[[ Data section, beginning ]]
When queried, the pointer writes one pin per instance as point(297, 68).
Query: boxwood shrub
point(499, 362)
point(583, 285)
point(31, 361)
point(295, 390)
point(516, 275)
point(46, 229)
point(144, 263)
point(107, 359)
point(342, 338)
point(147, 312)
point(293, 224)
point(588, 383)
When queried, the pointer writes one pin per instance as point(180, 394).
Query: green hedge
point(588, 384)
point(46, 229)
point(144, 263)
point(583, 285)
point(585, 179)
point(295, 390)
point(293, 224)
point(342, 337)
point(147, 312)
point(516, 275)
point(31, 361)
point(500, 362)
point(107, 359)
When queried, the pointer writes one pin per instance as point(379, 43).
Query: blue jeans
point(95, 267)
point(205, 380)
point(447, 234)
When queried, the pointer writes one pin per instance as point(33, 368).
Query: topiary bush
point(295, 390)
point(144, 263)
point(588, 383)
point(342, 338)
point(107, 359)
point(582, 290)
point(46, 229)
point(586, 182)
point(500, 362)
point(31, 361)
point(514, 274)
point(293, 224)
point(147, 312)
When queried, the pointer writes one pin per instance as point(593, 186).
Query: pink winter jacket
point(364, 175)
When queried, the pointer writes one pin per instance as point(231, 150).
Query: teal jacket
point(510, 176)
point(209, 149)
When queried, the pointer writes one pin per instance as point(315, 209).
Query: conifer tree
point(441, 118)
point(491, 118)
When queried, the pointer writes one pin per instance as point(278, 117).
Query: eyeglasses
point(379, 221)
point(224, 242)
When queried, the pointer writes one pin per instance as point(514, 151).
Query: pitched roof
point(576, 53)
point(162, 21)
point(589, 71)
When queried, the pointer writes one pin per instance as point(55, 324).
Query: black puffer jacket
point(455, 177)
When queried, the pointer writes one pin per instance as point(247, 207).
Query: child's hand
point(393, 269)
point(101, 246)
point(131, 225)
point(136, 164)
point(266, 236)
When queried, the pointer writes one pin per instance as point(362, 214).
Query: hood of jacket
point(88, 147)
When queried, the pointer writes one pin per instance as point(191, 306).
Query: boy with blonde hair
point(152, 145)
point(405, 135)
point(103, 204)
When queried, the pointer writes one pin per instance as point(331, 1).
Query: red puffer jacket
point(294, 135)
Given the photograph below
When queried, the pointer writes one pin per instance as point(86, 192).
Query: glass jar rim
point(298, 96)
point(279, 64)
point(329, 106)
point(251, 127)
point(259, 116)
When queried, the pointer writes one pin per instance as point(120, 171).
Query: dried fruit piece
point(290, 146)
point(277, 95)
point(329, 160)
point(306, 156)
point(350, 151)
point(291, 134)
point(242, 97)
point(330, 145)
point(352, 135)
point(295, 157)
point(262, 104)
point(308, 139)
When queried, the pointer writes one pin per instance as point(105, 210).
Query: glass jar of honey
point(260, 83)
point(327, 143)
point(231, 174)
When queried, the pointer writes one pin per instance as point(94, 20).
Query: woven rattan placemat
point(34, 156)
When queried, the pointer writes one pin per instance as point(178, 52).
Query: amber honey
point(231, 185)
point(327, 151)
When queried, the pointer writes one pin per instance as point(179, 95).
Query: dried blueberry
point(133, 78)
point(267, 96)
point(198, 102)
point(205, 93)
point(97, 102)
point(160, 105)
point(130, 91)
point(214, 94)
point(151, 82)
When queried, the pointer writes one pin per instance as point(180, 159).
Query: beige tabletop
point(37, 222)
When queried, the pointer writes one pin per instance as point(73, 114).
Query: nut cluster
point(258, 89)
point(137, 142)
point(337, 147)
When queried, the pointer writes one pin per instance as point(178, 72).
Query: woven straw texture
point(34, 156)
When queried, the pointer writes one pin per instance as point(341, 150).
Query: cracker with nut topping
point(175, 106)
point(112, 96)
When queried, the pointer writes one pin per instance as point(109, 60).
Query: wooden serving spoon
[[ Data section, end ]]
▶ What is required: Reproduce every record above exactly as it is written.

▶ Solution:
When queried, the pointer writes one pin per instance as point(297, 68).
Query: boxwood shrub
point(499, 362)
point(583, 285)
point(31, 361)
point(295, 390)
point(516, 275)
point(46, 229)
point(144, 263)
point(107, 359)
point(342, 338)
point(147, 312)
point(293, 224)
point(588, 383)
When queried, the pointer writes one pin per instance as point(180, 394).
Query: green hedge
point(588, 384)
point(46, 229)
point(144, 263)
point(583, 285)
point(585, 179)
point(295, 390)
point(293, 224)
point(342, 337)
point(147, 312)
point(516, 275)
point(31, 361)
point(500, 362)
point(107, 359)
When queried, the pointer writes one pin per instance as point(379, 43).
Query: blue jeans
point(95, 267)
point(205, 380)
point(447, 234)
When queried, the pointer writes one pin per instance as point(33, 368).
Query: topiary bush
point(295, 390)
point(144, 263)
point(588, 383)
point(342, 338)
point(107, 359)
point(582, 290)
point(46, 229)
point(586, 182)
point(500, 362)
point(31, 361)
point(514, 274)
point(293, 224)
point(147, 312)
When queried, the pointer writes one pin per instance as point(593, 186).
Query: pink winter jacket
point(364, 175)
When queried, the pointer writes one pin per instance as point(231, 150).
Query: teal jacket
point(510, 176)
point(209, 149)
When queried, the pointer writes one pin per instance as point(315, 209).
Query: conifer tree
point(441, 118)
point(491, 118)
When queried, the pointer writes one pin per instance as point(278, 117).
Query: eyeglasses
point(379, 221)
point(224, 242)
When queried, the pointer writes one pin per instance as point(514, 151).
Query: pitched roof
point(576, 53)
point(162, 21)
point(589, 71)
When queried, the pointer writes one pin per instance as point(55, 324).
Query: black puffer jacket
point(455, 177)
When queried, the pointer writes one pin per instance as point(247, 207).
Query: child's hand
point(393, 269)
point(101, 246)
point(131, 225)
point(136, 164)
point(266, 236)
When queried, the pointer writes one pin per instance as point(362, 214).
Query: hood of jacket
point(88, 147)
When queried, the pointer writes one pin per instance as point(191, 306).
Query: boy with blonde hair
point(152, 145)
point(405, 135)
point(103, 204)
When queried, the pointer writes one pin per instance as point(331, 1).
Query: red puffer jacket
point(294, 135)
Given the photograph below
When queried, the pointer writes one pin per instance as point(86, 192).
Query: glass jar rim
point(298, 96)
point(279, 64)
point(329, 106)
point(251, 127)
point(259, 116)
When queried, the pointer writes one pin per instance as point(120, 171).
Query: dried fruit piece
point(290, 146)
point(277, 95)
point(329, 160)
point(306, 156)
point(350, 151)
point(291, 134)
point(242, 97)
point(330, 145)
point(352, 135)
point(295, 157)
point(262, 104)
point(308, 139)
When queried, the pointer writes one pin per instance as point(105, 210).
Query: glass jar of honey
point(260, 83)
point(327, 143)
point(231, 174)
When queried, the pointer writes one pin per instance as point(94, 20).
Query: woven rattan placemat
point(34, 156)
When queried, the pointer writes one pin per instance as point(178, 52).
Query: amber honey
point(231, 185)
point(327, 151)
When queried, the pointer writes one pin per instance as point(179, 95).
Query: dried blueberry
point(133, 78)
point(267, 96)
point(198, 102)
point(205, 93)
point(97, 102)
point(160, 105)
point(130, 91)
point(214, 94)
point(151, 82)
When queried, the pointer writes one pin per instance as point(180, 159).
Query: beige tabletop
point(37, 222)
When queried, the pointer writes one pin per instance as point(73, 114).
Query: nut cluster
point(258, 89)
point(137, 142)
point(337, 147)
When queried, the pointer writes one pin per instance as point(178, 72).
Query: woven straw texture
point(34, 156)
When queried, the pointer writes one pin per instance as point(341, 150).
Query: cracker with nut topping
point(175, 106)
point(112, 96)
When queried, the pointer writes one pin per instance as point(109, 60).
Query: wooden serving spoon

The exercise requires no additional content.